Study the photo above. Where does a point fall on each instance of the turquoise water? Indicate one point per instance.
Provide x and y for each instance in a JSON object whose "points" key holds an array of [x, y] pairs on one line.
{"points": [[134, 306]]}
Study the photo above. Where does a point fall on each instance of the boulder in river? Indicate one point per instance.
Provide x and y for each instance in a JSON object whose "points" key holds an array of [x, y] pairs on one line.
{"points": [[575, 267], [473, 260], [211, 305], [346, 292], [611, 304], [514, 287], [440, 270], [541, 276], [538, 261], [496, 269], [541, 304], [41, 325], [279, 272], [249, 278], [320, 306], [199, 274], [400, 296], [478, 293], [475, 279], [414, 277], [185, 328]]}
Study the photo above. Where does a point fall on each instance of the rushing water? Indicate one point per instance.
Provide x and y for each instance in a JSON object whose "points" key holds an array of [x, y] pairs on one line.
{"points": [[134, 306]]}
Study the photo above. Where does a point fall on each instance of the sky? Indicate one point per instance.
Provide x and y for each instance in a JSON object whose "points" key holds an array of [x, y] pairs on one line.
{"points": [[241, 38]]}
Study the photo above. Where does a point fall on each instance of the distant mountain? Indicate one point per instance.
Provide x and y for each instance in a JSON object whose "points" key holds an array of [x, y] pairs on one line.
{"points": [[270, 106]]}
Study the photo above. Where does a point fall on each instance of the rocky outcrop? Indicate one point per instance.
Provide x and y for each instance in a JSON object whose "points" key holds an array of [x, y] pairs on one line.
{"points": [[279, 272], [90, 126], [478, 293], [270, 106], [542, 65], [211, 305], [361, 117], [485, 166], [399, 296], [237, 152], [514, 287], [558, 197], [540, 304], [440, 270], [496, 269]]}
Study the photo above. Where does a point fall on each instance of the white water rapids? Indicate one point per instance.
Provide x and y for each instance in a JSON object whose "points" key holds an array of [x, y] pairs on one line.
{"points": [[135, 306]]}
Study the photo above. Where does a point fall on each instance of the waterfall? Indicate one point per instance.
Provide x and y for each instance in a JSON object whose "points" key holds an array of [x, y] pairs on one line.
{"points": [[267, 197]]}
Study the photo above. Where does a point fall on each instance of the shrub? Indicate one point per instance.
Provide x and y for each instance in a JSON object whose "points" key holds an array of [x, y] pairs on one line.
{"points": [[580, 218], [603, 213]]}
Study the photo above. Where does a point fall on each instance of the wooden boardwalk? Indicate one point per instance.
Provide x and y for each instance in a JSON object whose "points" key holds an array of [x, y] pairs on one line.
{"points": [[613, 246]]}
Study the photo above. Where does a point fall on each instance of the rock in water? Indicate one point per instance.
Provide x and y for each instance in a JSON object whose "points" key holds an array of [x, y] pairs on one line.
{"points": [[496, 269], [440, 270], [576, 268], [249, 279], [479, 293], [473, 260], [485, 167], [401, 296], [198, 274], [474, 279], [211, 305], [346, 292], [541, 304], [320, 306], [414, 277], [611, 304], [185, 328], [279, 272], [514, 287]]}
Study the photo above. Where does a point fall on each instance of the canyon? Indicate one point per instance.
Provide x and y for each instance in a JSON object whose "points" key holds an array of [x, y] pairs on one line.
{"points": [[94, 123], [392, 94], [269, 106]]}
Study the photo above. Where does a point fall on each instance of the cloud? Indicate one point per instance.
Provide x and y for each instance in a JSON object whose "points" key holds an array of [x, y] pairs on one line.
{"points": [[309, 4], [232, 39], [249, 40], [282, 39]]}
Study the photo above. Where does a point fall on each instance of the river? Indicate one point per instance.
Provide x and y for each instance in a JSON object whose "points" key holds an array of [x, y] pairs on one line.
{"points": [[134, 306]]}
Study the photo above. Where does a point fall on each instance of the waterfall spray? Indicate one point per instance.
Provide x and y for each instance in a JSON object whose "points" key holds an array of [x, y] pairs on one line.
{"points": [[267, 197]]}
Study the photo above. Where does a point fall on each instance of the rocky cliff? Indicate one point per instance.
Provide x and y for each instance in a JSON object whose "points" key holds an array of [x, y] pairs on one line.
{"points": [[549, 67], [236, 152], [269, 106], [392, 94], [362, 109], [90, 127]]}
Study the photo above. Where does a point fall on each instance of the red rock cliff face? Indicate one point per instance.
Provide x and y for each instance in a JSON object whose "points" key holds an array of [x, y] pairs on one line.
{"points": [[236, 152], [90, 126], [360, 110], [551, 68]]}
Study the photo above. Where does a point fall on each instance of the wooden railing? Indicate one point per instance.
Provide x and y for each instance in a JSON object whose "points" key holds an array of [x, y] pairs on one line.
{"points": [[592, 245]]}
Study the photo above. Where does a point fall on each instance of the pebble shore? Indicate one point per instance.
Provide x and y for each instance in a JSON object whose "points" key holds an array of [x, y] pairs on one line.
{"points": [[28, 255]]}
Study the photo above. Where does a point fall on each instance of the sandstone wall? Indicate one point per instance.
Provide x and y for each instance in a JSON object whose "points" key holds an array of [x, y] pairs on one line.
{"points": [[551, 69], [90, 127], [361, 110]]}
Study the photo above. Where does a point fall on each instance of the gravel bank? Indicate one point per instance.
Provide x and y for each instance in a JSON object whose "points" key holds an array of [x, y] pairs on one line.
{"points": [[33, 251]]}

○ ○ ○ ○ ○ ○ ○

Return each line of the data exactly as written above.

> The answer:
Study the photo above. Where does a point fall on each instance of the turquoise water? Indicate one point per instance.
Provide x and y for each instance in a JSON object whose "points" key holds an array of [x, y] pairs on one line.
{"points": [[134, 306]]}
Study the photo above. Where does a point fall on each instance of the boulder in river? Indicate one point per instance.
Provide x and y for each instance in a JSON object whose "points" key holds an array of [x, y] pairs on one line.
{"points": [[575, 267], [473, 260], [211, 305], [346, 292], [611, 304], [514, 287], [440, 270], [541, 276], [538, 261], [496, 269], [541, 304], [41, 325], [279, 272], [249, 278], [320, 306], [199, 274], [400, 296], [478, 293], [475, 279], [414, 277], [185, 328]]}
Study the photo above. Where does a point fall on each instance of the rushing water? Indicate one point per instance.
Provide x and y for each instance in a JSON object whose "points" key holds an array of [x, y] pairs on one line.
{"points": [[134, 306]]}
Study the photo above. Where does a point fall on each instance of the sky? Indicate one point per instance.
Provide x and y for each instance in a JSON object whose "points" key holds an array of [x, y] pairs on one line.
{"points": [[241, 38]]}
Study the photo above. Where does a point fall on each instance of the distant mountain? Indicate one point per instance.
Provide x and y for each instance in a JSON object whose "points" key holds an array of [x, y] pairs on one line.
{"points": [[270, 106]]}
Study the photo above. Where does a point fall on each instance of the rocky outcrop? Indicate one point per instance.
Provide x and y for each instance in a JSON object whose "points" key holds an array of [x, y] pairs on one line.
{"points": [[279, 272], [90, 126], [478, 293], [270, 106], [542, 65], [211, 305], [361, 117], [485, 166], [399, 296], [237, 152], [514, 287], [558, 197], [540, 304], [440, 270], [496, 269]]}
Study the photo above. Where does a point fall on each instance of the white water rapids? Indicate one point per instance.
Provide x and y for each instance in a JSON object whose "points" key holds an array of [x, y] pairs on one line.
{"points": [[135, 306]]}
Study the photo above. Where does a point fall on each instance of the waterfall? Indicate one point per instance.
Provide x and y for each instance in a JSON object whose "points" key holds an array of [x, y] pairs on one line.
{"points": [[267, 197]]}
Study the photo above. Where does a point fall on each instance of the shrub? Indicate one point per instance.
Provide x and y for each instance in a JSON object whose "points" key holds an array of [x, y] pairs on one line.
{"points": [[580, 218], [603, 213]]}
Study the photo above. Where does a point fall on each instance of the wooden boardwalk? Indicate one point per instance.
Provide x and y for each instance in a JSON object whose "points" key holds an array of [x, y] pairs on one line.
{"points": [[613, 246]]}
Study the photo above. Where does a point fall on each instance of the rock in water? Indicate one point per instance.
Provide x and y for each instance in a JSON object whose "points" key holds an array of [x, y] pairs on one line.
{"points": [[496, 269], [440, 270], [576, 268], [249, 279], [479, 293], [473, 260], [485, 167], [401, 296], [198, 274], [474, 279], [211, 305], [346, 292], [541, 304], [320, 306], [414, 277], [611, 304], [185, 328], [279, 272], [514, 287]]}
Study the photo above. Where does a point fall on each instance of the canyon? Indicate one point per instance.
Provide x and y for each instance in a JSON object whose "points" key holds an array of [x, y] pairs on one line.
{"points": [[94, 123], [392, 94], [269, 106]]}
Study the photo above. Where does a point fall on each instance of the cloud? Indicate one point per instance.
Provide x and y for each instance in a JSON object whose "points" key holds an array of [x, y] pairs on one line.
{"points": [[309, 4], [232, 39], [249, 40], [282, 39]]}
Study the photo above. Where does a point fall on each instance of the river? Indicate one point per instance.
Provide x and y for each instance in a JSON object whose "points" key holds an array of [x, y] pairs on one line.
{"points": [[134, 306]]}
Study the photo above. Where does a point fall on each instance of the waterfall spray? Indicate one point per instance.
Provide x and y for each instance in a JSON object whose "points" key holds an array of [x, y] pairs on one line.
{"points": [[267, 197]]}
Study the photo above. Where does a point fall on each instance of the rocky cliff? Indicate one point per instance.
Provide x and y for each instance in a JSON object whose "points" key holds an array of [x, y] pairs on one line.
{"points": [[549, 67], [236, 152], [269, 106], [392, 94], [362, 109], [90, 127]]}
Study the photo above. Where does a point fall on each instance of the red rock cliff face? Indicate one point per instance.
Provide x and y for each instance in a JSON object whose "points" key holds an array of [x, y] pairs on one line.
{"points": [[236, 152], [90, 126], [360, 110], [551, 68]]}
Study the photo above. Where does a point fall on each instance of the wooden railing? Indicate one point per instance.
Provide x and y for each instance in a JSON object whose "points" key holds an array of [x, y] pairs on one line.
{"points": [[592, 245]]}
Study the photo above. Where does a point fall on each instance of the pebble shore? Indicate one point per instance.
Provide x and y for each instance in a JSON object whose "points" key holds an array of [x, y] pairs on one line.
{"points": [[28, 255]]}
Study the photo above. Where does a point fall on each instance of the sandstone wall? Indicate one point per instance.
Provide x and y for each instance in a JSON object whose "points" key holds an array of [x, y] pairs on one line.
{"points": [[551, 69], [90, 127], [361, 110]]}
Study the photo above. Where does a point fall on each instance of the gravel bank? Indicate one point per instance.
Provide x and y for each instance in a JSON object whose "points" key holds an array of [x, y] pairs on one line.
{"points": [[33, 251]]}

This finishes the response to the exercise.